**EXERCISE OBJECTIVE:**
Copy every entry word for word, but skip the pictures.

---------- THE INPUT

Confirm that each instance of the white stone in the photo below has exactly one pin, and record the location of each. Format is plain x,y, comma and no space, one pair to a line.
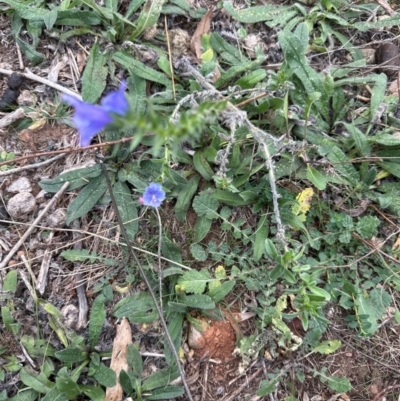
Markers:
20,205
21,184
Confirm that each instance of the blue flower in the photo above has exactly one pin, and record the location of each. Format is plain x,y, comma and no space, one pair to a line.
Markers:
90,119
153,195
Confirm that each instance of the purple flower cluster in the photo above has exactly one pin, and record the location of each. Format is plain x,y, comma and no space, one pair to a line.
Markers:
153,195
90,119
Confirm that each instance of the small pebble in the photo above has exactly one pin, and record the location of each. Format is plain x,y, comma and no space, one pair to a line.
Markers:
21,204
20,185
8,99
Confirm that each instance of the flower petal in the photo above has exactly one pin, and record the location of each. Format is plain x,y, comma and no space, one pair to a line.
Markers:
115,102
88,119
153,195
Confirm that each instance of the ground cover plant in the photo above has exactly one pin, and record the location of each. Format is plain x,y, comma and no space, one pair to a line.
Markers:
212,209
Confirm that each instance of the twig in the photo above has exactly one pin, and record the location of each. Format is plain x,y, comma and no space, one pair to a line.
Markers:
240,117
170,57
29,268
32,226
20,60
33,77
44,271
72,150
31,166
248,380
12,117
80,289
160,273
394,369
146,280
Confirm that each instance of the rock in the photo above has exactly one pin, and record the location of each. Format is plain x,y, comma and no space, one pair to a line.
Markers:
21,204
57,218
20,185
15,81
27,98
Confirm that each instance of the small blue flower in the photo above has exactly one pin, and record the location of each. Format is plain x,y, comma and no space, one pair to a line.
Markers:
90,119
153,195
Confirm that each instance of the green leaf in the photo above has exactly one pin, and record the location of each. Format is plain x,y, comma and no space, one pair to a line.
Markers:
253,14
271,249
217,294
97,319
339,384
327,347
175,327
343,166
250,80
201,228
198,252
10,282
105,376
28,395
392,168
138,308
67,386
267,387
260,237
161,378
140,69
76,178
199,301
148,17
86,199
194,281
205,206
94,393
316,178
367,226
94,77
126,208
202,166
378,96
229,198
39,382
71,355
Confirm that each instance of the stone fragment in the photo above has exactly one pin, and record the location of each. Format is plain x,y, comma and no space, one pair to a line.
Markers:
20,185
21,204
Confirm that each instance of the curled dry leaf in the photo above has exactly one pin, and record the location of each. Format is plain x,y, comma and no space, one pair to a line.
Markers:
118,358
202,28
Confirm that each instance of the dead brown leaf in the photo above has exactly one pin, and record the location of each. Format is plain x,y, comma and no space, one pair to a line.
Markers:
118,358
202,28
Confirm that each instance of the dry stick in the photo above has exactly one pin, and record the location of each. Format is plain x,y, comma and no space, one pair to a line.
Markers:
33,77
32,227
244,385
57,152
146,280
80,288
31,166
260,136
377,397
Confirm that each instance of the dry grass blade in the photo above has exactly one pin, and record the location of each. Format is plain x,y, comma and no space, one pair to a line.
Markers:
118,358
203,27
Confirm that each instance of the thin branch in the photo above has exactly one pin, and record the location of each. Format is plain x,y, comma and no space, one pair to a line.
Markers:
31,166
33,77
32,226
58,152
146,280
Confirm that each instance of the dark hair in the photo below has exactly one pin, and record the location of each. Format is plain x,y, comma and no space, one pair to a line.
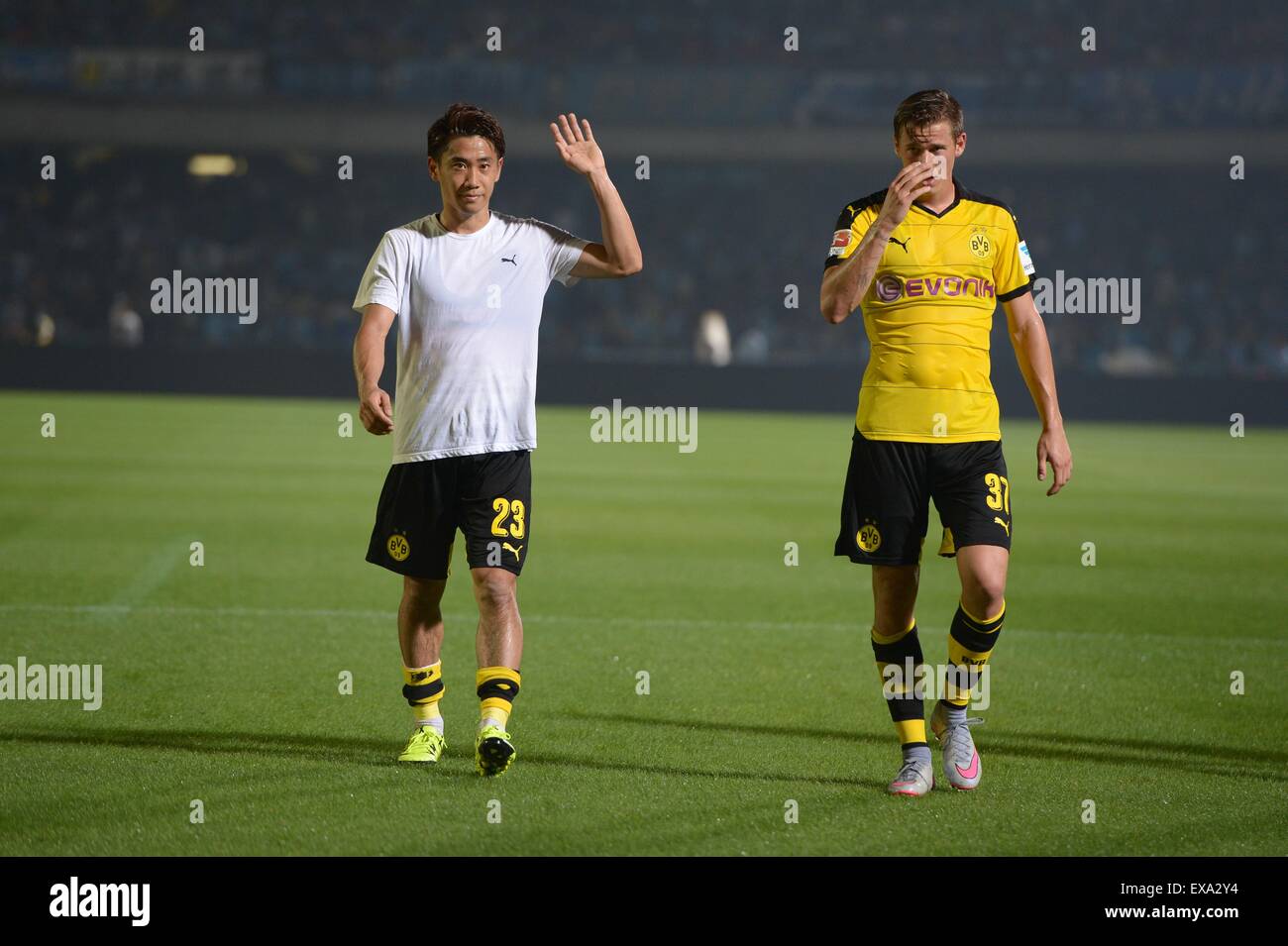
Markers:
464,120
925,108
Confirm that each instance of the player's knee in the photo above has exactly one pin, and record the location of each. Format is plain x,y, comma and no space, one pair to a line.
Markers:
423,593
493,588
983,597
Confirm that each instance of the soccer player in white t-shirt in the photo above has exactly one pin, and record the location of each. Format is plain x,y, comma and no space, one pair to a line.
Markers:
467,286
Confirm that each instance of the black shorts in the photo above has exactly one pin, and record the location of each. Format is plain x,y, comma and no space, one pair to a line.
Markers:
884,512
487,495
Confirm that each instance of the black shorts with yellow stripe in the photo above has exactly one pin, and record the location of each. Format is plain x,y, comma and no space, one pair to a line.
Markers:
890,482
487,495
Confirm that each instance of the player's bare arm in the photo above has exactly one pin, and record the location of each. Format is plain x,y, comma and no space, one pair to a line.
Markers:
369,362
1033,353
619,254
844,286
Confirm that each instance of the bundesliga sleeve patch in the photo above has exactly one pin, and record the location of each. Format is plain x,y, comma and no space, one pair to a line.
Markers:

--------------------

**TASK RESULT:**
Confirm that each instance of the white stone in the photo below has exactly one pin, and record the location of each. Format is plain x,y, comma and no space, one pair to a line.
Markers:
20,205
21,184
Confirm that each instance of the blue flower in the photo above has exactly one pin, and record the location of each. Format is plain x,y, comma and no space, one pair to a line.
Markers:
90,119
153,195
Confirm that each instance of the purple flower cluster in the photo above has exactly one pin, and record the location of each. Format is plain x,y, comma and no space, one pair to a line.
Markers:
153,195
90,119
Confirm that each instance of the small pebble in the photo above has exactly one pin, and record the location of each. Format is plain x,y, comma and no space, one pair to a line.
Markers:
21,204
20,185
8,99
Confirm that each instance of the flower petal in the photo above has exactly one pin, and record the location of each. Format is plain x,y, comma and no space, one pair to a line.
Markers:
115,102
88,119
153,195
Confirm that each instance of the ground cover plant in the photo above has exactly one pin, and record the location of each. Format is plain x,y, comma and no space, one pair to a line.
Markers:
212,209
Confirm that each instance of the twig in the photo above has exactly one pin, and record the location of each. Format is plain x,y, comma and no space, one pair to a line.
Markers:
240,117
170,57
29,268
32,226
20,60
33,77
44,271
72,150
31,166
248,380
12,117
80,289
160,273
394,369
146,280
Confirm that each instance of the rock in the photo above has exactly one pin, and record the location of each. Format is plain x,y, comma and no space, one pair to a line.
Markers:
21,204
57,218
20,185
15,81
27,98
Confirm that each instance of the small blue flower in the photo above has exactly one pin, and record the location of each. Format is plain x,y, comma and no space, one pair to a line.
Markers:
90,119
153,195
Confirm that each instance of the green leaf in the photo above has exactly one pin, and record the location of each. Format is plain x,y, comma and no space, one pair to a line.
Markers:
253,14
271,249
217,294
97,319
339,384
327,347
175,327
343,166
250,80
201,228
198,252
10,282
105,376
28,395
392,168
138,308
67,386
267,387
260,237
161,378
140,69
76,178
199,301
148,17
86,199
194,281
205,206
94,393
316,178
367,226
94,77
126,208
202,166
378,96
229,198
39,382
71,355
Confirm that each instance of the stone fragment in the photo above has exactly one pin, and record the location of each. Format is plain x,y, comma and no space, one pair to a line.
Markers:
20,185
21,204
Confirm that each instance of the curled dry leaf in the photo above has exactly one pin, and record the location of each. Format is plain x,y, comma and no space, one pair to a line.
Markers:
118,358
202,28
Confirm that each instance of the dead brown leaf in the photo above has exactly one pin, and record the location of each. Format is plain x,y, comma and no space, one pair to a line.
Markers:
118,358
202,28
Confirm that each instance of the dry stick in the photo above has exactly one pin, and record the location of each. Format is plain x,y, comma and no space, one pair to a line.
Markers:
33,77
32,227
244,385
57,152
146,280
80,288
31,166
260,136
377,397
Confirm that each instance of the dry grass blade in the photo above has exactly one pin, and record the location of each. Format is plain x,y, comma and no space, one pair to a line.
Markers:
118,358
203,27
Confirm that each instance of the thin branch in the photo above has exactly one pin, and record the location of each. Format is plain x,y, comma and no space, one pair to a line.
Markers:
31,166
33,77
32,226
58,152
146,280
Confirm that each instance of the dark hair in the photo below has exactly one pin, and record the location of each. Format is plain x,y, comma and no space, one pair to a line.
Markers:
464,120
925,108
Confirm that each instance of the player's knee in the photo above has exactly one pin, and record the location of each. Format is plain x,y, comma and no space, one pair to a line.
Markers:
423,593
493,588
983,597
Confirm that each instance of the soccer player in white t-shirt in the photo above has exactly one pin, and record the location of each. Format is plain x,y, comma and no space, one pair to a line.
Markers:
467,286
Confirm that each instance of the black shorts in the photo above has exactly one pin, and record the location of each. Format is plain x,y, comma and no space, one pair to a line.
Markers:
884,512
487,495
Confirm that each instance of the black shorts with yellow stripe in the photo above has exactly one pin, and record the location of each. Format is plain x,y, comma and no space, one pair to a line.
Markers:
890,482
487,495
Confirm that each instance of the player's bare arm in the photo above has exactly one pin, and record the location of each. Format is plain x,y, comma and no space, one pair to a line.
Markers:
369,362
1033,353
619,254
844,286
Confirm that each instance of the bundesliga sleeve patch in the photo above has exactly one pin, and record the location of each. Format is plain x,y, comma and no space, one pair to a line.
Markers:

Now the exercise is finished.